- Opening Delimiter -

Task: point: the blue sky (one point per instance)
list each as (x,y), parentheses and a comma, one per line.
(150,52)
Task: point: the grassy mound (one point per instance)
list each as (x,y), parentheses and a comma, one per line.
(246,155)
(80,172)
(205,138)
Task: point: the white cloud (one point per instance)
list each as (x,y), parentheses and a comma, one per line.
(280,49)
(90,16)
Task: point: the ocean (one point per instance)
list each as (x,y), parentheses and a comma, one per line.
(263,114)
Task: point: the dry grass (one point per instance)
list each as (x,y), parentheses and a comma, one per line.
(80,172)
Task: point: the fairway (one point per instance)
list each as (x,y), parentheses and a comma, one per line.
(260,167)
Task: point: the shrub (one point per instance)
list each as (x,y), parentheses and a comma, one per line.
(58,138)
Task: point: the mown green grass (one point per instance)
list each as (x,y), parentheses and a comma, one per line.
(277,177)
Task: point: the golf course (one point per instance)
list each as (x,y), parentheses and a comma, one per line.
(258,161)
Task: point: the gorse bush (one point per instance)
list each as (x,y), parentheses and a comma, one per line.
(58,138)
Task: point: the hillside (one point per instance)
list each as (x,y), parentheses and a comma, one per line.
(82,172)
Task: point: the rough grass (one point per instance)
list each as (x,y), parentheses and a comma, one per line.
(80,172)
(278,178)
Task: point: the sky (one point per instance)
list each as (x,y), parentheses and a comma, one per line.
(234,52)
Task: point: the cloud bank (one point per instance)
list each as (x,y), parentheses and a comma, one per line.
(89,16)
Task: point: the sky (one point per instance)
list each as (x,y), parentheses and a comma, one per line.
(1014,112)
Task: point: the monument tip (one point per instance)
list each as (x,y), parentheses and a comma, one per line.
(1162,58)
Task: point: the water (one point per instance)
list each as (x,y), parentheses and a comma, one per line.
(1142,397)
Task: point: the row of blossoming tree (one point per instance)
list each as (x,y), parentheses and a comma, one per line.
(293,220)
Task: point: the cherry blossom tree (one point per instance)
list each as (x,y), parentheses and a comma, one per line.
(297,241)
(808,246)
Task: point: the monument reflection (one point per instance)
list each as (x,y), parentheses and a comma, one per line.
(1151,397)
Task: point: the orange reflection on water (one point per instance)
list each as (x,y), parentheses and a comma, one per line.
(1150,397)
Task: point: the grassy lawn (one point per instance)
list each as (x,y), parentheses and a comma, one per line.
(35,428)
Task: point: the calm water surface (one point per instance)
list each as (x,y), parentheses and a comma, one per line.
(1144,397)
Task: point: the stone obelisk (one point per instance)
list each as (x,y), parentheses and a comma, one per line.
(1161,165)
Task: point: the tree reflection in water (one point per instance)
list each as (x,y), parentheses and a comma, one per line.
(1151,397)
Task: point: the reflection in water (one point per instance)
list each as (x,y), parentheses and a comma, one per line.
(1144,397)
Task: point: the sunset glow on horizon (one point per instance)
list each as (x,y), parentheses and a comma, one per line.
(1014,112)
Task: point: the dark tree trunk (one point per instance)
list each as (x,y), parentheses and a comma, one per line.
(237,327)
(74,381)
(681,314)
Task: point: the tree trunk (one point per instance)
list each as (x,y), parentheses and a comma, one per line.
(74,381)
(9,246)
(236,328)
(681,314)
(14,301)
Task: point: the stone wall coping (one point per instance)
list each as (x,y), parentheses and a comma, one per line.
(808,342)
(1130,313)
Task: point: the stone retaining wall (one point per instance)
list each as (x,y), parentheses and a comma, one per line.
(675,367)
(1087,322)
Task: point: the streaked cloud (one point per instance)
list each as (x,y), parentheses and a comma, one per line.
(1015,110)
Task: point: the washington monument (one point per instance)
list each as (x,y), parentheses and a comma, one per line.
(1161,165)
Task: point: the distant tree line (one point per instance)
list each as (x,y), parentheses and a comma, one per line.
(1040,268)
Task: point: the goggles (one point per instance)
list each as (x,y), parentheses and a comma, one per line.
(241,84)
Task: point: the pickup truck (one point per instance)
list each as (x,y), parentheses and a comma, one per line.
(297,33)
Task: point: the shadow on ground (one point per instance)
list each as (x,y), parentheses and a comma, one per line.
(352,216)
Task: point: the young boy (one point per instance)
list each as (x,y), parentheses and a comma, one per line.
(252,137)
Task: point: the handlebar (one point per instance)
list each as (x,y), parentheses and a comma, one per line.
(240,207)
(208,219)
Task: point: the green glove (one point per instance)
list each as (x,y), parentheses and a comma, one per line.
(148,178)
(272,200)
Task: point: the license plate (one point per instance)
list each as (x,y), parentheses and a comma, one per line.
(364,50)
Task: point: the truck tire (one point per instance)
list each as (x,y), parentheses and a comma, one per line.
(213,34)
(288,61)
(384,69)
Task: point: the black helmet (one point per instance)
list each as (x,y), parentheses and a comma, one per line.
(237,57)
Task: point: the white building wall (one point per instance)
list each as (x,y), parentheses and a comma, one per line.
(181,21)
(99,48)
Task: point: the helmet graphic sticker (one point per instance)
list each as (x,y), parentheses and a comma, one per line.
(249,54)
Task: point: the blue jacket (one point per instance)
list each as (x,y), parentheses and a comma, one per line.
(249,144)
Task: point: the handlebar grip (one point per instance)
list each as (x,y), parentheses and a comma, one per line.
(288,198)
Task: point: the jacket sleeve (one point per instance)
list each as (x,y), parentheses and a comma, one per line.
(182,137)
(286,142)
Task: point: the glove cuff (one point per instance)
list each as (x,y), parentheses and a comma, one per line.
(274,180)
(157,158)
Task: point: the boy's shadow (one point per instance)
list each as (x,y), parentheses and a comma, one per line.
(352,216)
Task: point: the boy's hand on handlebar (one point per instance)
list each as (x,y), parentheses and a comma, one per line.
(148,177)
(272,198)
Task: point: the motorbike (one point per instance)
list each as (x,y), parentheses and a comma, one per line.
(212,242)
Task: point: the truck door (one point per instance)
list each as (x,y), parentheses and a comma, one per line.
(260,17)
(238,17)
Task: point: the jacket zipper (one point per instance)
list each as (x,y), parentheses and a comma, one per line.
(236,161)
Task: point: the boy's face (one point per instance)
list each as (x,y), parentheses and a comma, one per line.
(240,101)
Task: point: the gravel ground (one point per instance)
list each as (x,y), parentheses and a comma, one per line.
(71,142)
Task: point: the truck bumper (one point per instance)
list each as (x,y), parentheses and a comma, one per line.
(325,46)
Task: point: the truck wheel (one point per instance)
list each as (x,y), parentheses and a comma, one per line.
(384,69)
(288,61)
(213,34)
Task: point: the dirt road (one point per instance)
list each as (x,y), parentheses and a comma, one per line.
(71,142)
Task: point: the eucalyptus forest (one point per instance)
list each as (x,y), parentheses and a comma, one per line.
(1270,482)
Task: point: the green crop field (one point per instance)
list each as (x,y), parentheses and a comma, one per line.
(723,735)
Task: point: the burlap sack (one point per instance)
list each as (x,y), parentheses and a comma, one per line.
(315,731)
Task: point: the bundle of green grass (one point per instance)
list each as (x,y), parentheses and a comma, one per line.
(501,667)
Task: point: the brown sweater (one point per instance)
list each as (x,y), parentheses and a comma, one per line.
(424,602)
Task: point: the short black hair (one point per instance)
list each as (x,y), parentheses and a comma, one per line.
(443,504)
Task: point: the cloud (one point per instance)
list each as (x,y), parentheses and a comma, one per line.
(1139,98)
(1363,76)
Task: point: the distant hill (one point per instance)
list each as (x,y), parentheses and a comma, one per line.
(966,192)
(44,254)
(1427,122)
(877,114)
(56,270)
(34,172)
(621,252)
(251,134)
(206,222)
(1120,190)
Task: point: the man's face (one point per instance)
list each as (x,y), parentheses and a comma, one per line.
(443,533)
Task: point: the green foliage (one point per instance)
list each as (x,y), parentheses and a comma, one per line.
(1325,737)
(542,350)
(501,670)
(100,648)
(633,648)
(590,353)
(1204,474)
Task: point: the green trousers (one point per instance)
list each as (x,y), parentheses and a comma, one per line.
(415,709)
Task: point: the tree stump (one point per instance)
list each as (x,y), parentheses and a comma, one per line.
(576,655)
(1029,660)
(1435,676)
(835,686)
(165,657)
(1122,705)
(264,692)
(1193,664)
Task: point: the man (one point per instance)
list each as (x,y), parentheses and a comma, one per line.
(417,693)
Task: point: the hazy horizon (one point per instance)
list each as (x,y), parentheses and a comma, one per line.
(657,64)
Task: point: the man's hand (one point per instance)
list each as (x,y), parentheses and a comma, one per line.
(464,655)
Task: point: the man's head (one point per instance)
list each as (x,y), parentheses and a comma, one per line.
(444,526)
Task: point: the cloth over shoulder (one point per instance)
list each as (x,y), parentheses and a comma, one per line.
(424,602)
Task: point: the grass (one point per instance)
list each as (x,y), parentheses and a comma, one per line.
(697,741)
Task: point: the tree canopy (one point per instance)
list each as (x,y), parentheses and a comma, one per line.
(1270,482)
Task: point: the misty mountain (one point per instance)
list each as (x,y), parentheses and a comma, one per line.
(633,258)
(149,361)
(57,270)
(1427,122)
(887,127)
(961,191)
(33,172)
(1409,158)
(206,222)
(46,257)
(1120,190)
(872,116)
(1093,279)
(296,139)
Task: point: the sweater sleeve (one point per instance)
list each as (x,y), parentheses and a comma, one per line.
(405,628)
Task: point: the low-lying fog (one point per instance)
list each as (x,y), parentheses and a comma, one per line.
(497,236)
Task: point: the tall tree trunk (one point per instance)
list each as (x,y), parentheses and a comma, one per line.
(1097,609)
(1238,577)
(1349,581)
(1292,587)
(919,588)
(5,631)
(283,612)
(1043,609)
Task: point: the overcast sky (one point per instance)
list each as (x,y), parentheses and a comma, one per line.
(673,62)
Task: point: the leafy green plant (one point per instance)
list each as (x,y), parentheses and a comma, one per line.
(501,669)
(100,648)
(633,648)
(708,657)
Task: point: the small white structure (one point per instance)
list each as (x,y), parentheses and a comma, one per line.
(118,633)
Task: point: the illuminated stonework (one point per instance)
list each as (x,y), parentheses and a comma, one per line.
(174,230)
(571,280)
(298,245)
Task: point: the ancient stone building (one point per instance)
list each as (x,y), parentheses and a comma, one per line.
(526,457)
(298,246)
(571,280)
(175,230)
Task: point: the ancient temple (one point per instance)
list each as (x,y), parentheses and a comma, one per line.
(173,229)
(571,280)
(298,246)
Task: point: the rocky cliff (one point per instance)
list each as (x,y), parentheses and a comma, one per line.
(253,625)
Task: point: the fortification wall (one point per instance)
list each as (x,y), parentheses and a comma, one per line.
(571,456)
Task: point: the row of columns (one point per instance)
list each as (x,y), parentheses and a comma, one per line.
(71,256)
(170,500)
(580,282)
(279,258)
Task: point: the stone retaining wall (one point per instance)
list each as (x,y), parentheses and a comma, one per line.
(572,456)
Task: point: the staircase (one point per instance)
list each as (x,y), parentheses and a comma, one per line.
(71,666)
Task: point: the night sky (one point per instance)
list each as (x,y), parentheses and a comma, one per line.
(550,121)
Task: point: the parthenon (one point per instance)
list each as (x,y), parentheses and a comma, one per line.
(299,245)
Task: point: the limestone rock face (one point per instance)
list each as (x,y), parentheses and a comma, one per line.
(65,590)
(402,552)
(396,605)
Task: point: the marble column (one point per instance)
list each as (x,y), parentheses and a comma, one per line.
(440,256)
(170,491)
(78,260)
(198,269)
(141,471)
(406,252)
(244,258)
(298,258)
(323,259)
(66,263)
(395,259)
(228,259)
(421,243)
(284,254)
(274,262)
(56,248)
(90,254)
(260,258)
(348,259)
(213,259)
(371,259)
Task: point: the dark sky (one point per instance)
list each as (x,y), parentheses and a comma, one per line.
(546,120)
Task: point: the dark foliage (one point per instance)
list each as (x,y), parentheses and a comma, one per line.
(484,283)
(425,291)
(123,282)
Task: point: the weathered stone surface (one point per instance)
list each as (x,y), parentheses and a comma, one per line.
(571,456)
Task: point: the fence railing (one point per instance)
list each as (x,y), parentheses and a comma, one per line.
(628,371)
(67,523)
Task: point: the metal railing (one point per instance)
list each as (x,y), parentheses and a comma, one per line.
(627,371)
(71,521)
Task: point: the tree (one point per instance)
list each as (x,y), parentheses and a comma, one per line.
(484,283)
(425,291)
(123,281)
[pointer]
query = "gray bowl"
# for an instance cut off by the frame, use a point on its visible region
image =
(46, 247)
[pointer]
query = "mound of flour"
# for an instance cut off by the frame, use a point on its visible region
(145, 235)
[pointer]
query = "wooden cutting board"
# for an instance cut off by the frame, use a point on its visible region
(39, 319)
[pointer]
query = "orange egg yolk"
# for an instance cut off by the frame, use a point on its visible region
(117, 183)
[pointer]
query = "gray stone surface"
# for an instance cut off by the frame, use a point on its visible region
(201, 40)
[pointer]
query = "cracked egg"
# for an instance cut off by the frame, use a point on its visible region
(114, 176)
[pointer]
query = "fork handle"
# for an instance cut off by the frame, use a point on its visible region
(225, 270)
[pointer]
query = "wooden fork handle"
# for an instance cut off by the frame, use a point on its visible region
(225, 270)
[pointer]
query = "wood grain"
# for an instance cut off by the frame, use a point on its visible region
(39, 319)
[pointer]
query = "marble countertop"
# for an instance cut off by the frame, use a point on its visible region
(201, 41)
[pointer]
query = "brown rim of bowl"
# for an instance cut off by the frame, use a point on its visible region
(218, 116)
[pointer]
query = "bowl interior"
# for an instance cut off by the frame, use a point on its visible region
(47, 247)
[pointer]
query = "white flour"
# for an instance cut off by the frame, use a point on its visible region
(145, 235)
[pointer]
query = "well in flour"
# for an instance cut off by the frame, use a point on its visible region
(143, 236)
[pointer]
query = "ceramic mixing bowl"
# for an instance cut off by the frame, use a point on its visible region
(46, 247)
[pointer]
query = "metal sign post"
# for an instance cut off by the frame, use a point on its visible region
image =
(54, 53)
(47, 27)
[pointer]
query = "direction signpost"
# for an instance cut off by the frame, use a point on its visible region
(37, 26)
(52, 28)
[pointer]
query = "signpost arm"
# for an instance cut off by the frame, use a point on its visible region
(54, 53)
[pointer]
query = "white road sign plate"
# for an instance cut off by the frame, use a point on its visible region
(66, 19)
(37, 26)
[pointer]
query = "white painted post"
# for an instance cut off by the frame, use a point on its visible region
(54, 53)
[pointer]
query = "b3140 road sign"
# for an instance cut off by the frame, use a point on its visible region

- Closing Delimiter -

_Problem to work on_: From the very first line of the data through the line with "Task: point: the grassy mound" in it, please reproduce each line exactly and output nothing more.

_Result of the task_:
Task: point: the blue sky (one point per instance)
list each as (x,y), parentheses and a comma, one per line.
(150,52)
Task: point: the grassy mound (one point per instance)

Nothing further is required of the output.